═══ Available data ═══

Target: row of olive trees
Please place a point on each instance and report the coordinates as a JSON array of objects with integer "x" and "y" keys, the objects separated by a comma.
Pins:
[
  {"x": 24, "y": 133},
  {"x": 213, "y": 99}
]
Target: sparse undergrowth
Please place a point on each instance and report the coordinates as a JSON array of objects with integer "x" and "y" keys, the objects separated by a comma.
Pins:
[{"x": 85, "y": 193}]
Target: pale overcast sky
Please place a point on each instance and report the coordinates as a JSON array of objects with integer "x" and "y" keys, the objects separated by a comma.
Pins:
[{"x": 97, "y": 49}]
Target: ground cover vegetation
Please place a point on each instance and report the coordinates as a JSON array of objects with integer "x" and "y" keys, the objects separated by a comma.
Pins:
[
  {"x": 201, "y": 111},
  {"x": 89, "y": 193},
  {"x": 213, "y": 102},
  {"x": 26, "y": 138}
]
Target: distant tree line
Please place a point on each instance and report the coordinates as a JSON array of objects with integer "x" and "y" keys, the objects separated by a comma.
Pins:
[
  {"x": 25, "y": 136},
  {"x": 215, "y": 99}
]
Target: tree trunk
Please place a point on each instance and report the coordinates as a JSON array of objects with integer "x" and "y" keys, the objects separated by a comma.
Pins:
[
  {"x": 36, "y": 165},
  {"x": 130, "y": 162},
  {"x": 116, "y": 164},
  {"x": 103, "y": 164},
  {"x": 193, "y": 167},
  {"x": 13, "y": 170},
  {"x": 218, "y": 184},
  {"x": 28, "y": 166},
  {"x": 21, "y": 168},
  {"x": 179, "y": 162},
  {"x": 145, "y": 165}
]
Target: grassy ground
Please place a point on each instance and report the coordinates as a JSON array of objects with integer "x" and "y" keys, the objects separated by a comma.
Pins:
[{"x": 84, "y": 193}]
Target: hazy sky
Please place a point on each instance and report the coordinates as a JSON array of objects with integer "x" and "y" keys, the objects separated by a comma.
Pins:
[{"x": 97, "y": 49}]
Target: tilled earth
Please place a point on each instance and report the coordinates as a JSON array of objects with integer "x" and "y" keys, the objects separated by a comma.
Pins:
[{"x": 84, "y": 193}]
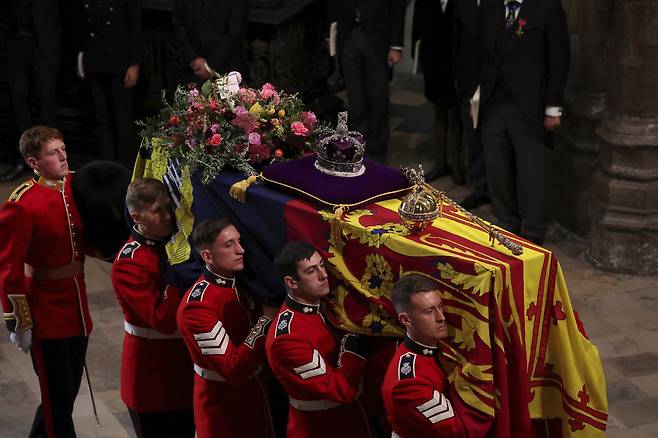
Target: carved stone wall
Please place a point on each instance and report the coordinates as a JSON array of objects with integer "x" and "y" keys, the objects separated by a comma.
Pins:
[
  {"x": 577, "y": 153},
  {"x": 624, "y": 208}
]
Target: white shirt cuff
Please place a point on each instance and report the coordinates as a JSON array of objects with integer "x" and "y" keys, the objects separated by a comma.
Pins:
[{"x": 553, "y": 111}]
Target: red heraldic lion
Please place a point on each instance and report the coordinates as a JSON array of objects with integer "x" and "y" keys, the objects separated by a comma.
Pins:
[
  {"x": 156, "y": 370},
  {"x": 415, "y": 393},
  {"x": 226, "y": 338},
  {"x": 322, "y": 380}
]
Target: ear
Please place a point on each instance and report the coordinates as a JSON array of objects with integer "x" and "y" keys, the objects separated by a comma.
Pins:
[
  {"x": 33, "y": 163},
  {"x": 404, "y": 319},
  {"x": 136, "y": 217},
  {"x": 206, "y": 256},
  {"x": 290, "y": 282}
]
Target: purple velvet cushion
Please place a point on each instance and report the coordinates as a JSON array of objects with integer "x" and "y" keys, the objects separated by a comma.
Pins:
[{"x": 302, "y": 178}]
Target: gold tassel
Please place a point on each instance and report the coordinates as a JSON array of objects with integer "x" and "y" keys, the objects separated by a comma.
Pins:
[
  {"x": 238, "y": 191},
  {"x": 336, "y": 226}
]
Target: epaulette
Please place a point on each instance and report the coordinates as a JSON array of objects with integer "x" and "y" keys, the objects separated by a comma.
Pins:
[
  {"x": 197, "y": 291},
  {"x": 20, "y": 190},
  {"x": 283, "y": 323},
  {"x": 407, "y": 366},
  {"x": 128, "y": 250}
]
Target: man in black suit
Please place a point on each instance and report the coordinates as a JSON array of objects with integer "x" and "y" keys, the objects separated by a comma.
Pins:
[
  {"x": 433, "y": 27},
  {"x": 368, "y": 44},
  {"x": 525, "y": 59},
  {"x": 466, "y": 67},
  {"x": 208, "y": 35},
  {"x": 33, "y": 56},
  {"x": 109, "y": 58}
]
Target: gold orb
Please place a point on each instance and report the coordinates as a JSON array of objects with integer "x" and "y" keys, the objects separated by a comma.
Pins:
[{"x": 418, "y": 210}]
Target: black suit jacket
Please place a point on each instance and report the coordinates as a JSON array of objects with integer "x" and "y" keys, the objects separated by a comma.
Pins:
[
  {"x": 382, "y": 21},
  {"x": 212, "y": 29},
  {"x": 434, "y": 28},
  {"x": 466, "y": 47},
  {"x": 109, "y": 34},
  {"x": 535, "y": 64}
]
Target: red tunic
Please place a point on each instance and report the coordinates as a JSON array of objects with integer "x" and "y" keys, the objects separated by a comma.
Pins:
[
  {"x": 416, "y": 394},
  {"x": 156, "y": 374},
  {"x": 41, "y": 227},
  {"x": 227, "y": 344},
  {"x": 322, "y": 382}
]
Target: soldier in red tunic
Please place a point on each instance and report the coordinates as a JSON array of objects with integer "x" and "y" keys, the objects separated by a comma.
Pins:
[
  {"x": 156, "y": 370},
  {"x": 224, "y": 329},
  {"x": 415, "y": 390},
  {"x": 321, "y": 374},
  {"x": 42, "y": 286}
]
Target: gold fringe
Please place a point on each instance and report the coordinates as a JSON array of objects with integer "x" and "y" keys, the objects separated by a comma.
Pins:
[
  {"x": 238, "y": 191},
  {"x": 337, "y": 227}
]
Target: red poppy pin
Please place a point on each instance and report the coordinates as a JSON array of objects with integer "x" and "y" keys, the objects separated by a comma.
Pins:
[{"x": 519, "y": 30}]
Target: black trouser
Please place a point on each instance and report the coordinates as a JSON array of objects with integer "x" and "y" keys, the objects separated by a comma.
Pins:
[
  {"x": 366, "y": 73},
  {"x": 170, "y": 424},
  {"x": 517, "y": 163},
  {"x": 58, "y": 364},
  {"x": 477, "y": 175},
  {"x": 113, "y": 104},
  {"x": 30, "y": 75}
]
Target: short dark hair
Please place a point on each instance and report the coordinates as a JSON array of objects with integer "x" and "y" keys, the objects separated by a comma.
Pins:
[
  {"x": 205, "y": 232},
  {"x": 286, "y": 262},
  {"x": 409, "y": 285},
  {"x": 143, "y": 192},
  {"x": 34, "y": 138}
]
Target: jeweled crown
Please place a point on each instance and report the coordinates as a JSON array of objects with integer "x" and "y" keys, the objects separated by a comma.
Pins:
[{"x": 340, "y": 152}]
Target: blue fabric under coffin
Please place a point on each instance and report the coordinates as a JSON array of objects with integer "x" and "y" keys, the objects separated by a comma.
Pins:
[{"x": 261, "y": 225}]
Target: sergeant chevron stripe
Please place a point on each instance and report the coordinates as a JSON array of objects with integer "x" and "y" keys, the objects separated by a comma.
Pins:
[
  {"x": 213, "y": 342},
  {"x": 438, "y": 408},
  {"x": 315, "y": 367}
]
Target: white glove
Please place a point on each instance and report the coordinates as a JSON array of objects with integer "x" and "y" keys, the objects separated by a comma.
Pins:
[{"x": 22, "y": 340}]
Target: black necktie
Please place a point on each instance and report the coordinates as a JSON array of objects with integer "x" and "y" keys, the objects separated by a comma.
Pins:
[{"x": 512, "y": 7}]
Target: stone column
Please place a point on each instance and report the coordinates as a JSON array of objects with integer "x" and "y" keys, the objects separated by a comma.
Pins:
[
  {"x": 624, "y": 209},
  {"x": 577, "y": 151}
]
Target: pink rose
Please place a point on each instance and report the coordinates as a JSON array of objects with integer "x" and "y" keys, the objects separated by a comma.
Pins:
[
  {"x": 308, "y": 119},
  {"x": 268, "y": 91},
  {"x": 247, "y": 95},
  {"x": 254, "y": 138},
  {"x": 215, "y": 140},
  {"x": 299, "y": 129}
]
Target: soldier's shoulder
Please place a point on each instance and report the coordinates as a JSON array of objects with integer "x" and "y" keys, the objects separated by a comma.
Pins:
[
  {"x": 198, "y": 291},
  {"x": 20, "y": 191},
  {"x": 407, "y": 366},
  {"x": 283, "y": 323},
  {"x": 128, "y": 250}
]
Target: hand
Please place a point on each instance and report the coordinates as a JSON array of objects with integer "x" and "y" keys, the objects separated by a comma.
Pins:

═══

Task statement
What are the lines above, starting at the one with "Target: ground cover vegetation" and ending at the one with "Target: distant tree line"? Give them again exactly, and only them.

Solution to this problem
Target: ground cover vegetation
Please place a point on each instance and report the coordinates as a JSON array of objects with integer "x" and "y" keys, the objects separated by a comma.
Pins:
[
  {"x": 201, "y": 111},
  {"x": 89, "y": 193},
  {"x": 213, "y": 102},
  {"x": 26, "y": 138}
]
Target: distant tree line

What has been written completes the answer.